== Text passage ==
○ ○ ○

September-ish is when ACX started recommending me. This was a very nice thing to do for a couple of reasons: the first is that Scott is really big compared to most Substack folks, which means he can send a lot of traffic, but also means that a certain amount of people categorize him as “more than a man” in a way that makes them take his recommendations more seriously. The second is that Scott is really trusted. This lends even more legitimacy to the recommendation, which makes even more people come over. It was, as they say, a good get.
Substack claims that I have about 1377 subs from that recommend (it’s probably higher since the errors here seem to trend towards omission), and of those, 888 are from Scott. Other big contributors include Karlstack, David’s Overthinking Everything, Samstack, Tom’s Curiosity Shop, and Parrhesia’s Newsletter.
Other big sources exist, but are much, much harder to track. A lot of you found me from me having various arguments with people - mostly I don’t know that’s how I got you. Some of you found me from placing in Scott’s book review contest - I mostly don’t know that’s how you came here. Ditto Hackernews folks. Ditto everywhere else.
If you can, I’d love to get some comments on this, especially if you came to the blog some way I haven’t mentioned. I want to cater to you to the extent I can without subverting my morals! I really do. But It’s hard to do that without knowing who you are. I’m especially interested in folks who are here for “I’m a member of group X, and you are an attempt to be outside my bubble” and “I’m a religious person who reads a lot, and you are one of those things I read” reasons.
Talking about paid subs is icky - it’s important to me, not at all important to most of you, makes me seem money-motivated (which is especially normed against in tech/startup/programmer communities, which a lot of you live in), and tends to be boring. But I’m doing it anyway, because it’s important-ish to get the whole picture.
The way paid subs work on Substack is that they come in two forms: lump sum and monthly. Lump sum people are supposed to be paying for the whole year and getting a discount, but my prices are already as low as they can be, so they are more often people who are trying to give me a one-time gift of X dollars.For the most part, a year’s subscription obtained either way costs you about $60 and I get about $50 of that after Substack and Stripe take their (substantial) cuts.
As mentioned above, I have three main ways I can work within that model are to rope off some content for paid subscribers, to leave everything open (which is better for free sub growth and for maximizing total readers) and hope people pay anyway, or to not allow people to pay at all and hope some rich person funds me for some unknown reasons (or just be OK with not having a paid option). I have always done the “let people pay if they want, like a tip jar” model, which results in numbers like this:
That’s about a 2% conversion rate, which is fine (It’s always been surprising to me that people choose to pay at all) but also pretty low compared to some - I’ve seen 10% conversion rates out in the wild. I think several things are driving this:
I don’t do a great job of giving people reasons to pay. I’m pretty open about my financial straits being much better lately. If you look at last November compared to today, I’ve had 50% revenue growth during a time my readership tripled. But last November most people knew me from an article that was explicitly about me being poor - I think that made a lot of people feel bad for me and give (which, by the way, thank you for being nice in that way).

○ ○ ○

[Stored dataset items]
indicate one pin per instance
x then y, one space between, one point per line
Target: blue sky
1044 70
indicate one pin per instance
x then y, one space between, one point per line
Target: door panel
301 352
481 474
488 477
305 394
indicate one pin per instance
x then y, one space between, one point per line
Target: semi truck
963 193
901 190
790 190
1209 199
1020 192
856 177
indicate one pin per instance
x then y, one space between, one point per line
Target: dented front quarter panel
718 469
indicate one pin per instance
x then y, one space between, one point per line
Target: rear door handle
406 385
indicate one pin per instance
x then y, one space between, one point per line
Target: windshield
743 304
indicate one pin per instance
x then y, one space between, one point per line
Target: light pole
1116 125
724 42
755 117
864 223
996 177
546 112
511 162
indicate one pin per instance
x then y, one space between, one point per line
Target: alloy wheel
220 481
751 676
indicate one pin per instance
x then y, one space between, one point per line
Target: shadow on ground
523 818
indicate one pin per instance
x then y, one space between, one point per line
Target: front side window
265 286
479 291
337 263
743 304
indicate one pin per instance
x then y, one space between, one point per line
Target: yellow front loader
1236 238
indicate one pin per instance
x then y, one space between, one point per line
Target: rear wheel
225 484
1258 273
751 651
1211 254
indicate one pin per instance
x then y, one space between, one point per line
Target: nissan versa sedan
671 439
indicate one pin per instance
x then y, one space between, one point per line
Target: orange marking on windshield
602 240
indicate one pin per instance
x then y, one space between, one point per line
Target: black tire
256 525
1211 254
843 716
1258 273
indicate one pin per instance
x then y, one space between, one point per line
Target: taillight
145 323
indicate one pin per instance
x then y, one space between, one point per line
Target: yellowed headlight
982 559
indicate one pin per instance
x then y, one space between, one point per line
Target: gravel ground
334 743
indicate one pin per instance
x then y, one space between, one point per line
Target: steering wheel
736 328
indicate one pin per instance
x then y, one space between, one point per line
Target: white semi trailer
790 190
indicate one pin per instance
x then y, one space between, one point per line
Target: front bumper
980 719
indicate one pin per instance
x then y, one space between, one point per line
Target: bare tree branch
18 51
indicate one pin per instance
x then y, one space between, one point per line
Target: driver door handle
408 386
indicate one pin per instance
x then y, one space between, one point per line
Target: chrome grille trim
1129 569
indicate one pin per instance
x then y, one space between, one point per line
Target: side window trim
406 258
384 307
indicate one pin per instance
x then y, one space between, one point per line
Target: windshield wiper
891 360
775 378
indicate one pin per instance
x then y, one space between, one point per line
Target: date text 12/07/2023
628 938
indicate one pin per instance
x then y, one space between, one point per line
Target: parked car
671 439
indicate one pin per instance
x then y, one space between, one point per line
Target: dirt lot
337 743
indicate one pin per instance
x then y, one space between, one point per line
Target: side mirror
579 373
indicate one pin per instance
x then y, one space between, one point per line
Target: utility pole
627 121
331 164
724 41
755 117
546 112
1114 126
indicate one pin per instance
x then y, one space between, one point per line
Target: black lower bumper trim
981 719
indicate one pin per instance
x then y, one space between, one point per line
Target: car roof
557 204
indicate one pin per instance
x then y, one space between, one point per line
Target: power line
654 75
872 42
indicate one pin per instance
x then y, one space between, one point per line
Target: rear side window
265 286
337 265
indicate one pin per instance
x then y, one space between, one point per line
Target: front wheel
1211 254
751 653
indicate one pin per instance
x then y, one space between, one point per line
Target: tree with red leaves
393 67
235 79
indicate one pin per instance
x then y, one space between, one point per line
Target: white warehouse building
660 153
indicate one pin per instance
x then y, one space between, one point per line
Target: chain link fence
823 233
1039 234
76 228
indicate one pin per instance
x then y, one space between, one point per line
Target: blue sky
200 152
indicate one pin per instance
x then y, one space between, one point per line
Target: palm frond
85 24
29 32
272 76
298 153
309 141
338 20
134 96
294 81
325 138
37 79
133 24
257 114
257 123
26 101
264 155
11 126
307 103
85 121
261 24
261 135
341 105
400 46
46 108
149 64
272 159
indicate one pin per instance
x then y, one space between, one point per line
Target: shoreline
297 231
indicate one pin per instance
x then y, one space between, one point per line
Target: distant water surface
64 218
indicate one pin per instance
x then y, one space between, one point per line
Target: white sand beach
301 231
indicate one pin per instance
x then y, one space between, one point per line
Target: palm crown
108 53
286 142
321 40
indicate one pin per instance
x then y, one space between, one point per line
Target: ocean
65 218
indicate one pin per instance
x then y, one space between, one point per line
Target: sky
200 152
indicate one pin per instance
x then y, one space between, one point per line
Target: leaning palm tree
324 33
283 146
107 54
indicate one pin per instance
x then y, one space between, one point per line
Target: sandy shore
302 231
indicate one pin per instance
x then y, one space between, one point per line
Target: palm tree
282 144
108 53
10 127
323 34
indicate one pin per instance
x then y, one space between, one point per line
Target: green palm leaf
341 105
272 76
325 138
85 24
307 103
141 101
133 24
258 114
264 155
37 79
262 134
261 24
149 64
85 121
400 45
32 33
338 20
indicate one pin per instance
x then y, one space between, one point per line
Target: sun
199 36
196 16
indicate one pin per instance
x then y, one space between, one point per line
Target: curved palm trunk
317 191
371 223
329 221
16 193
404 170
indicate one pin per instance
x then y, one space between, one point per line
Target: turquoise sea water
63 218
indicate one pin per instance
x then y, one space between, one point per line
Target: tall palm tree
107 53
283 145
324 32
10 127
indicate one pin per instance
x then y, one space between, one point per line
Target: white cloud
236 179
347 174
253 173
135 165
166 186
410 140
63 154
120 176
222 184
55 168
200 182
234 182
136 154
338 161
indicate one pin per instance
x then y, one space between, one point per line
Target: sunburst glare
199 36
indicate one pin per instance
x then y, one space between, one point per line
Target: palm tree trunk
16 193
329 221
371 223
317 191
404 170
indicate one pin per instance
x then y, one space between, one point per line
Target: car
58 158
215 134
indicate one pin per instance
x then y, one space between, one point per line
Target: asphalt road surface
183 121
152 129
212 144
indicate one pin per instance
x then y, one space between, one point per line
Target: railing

○ ○ ○

== Challenge A ==
Answer these questions about the newsletter post:
(i) Of the roughly 1377 subscribers Substack attributes to recommendations, how many came from Scott?
(ii) About how much does a year's paid subscription cost, and about how much of it does the writer receive?
(iii) What conversion rate does the writer report for paid subscriptions?
== Challenge B ==
Carry on writing the newsletter post about subscriber growth, starting after its final sentence.
The material was taken from a different source than the text.

== Right answer A ==
(i) 888.
(ii) About $60, of which the writer gets about $50.
(iii) About 2%.

== Right answer B ==
Substack is now pretty old, as such things go. A lot of people were excited about the “Here is a platform that works against free speech restrictions from group X” aspect of Substack at first and subscribed to a lot of stuff - you see less of that now. A lot of people are already paying for everything they want to pay for.
I’m not being particularly consistent in both the quality and quantity of my work. If I was better at getting articles up weekly, this number would probably be higher. If I was full-time and really managing the community/making more kinds of posts, even better.
So this is high enough in some senses - I’m happy about it - but could be higher if I did some of the stuff I’m supposed to do. Note that this isn’t a call for more of you to pay; I’m glad you are here, and it’s free on purpose. But hopefully, I’ll get a few things under control and be able to write a little more this year, which would make it make more sense for more people in a position to pay to choose to do so instead of understandably not relying on me as a consistent content production source.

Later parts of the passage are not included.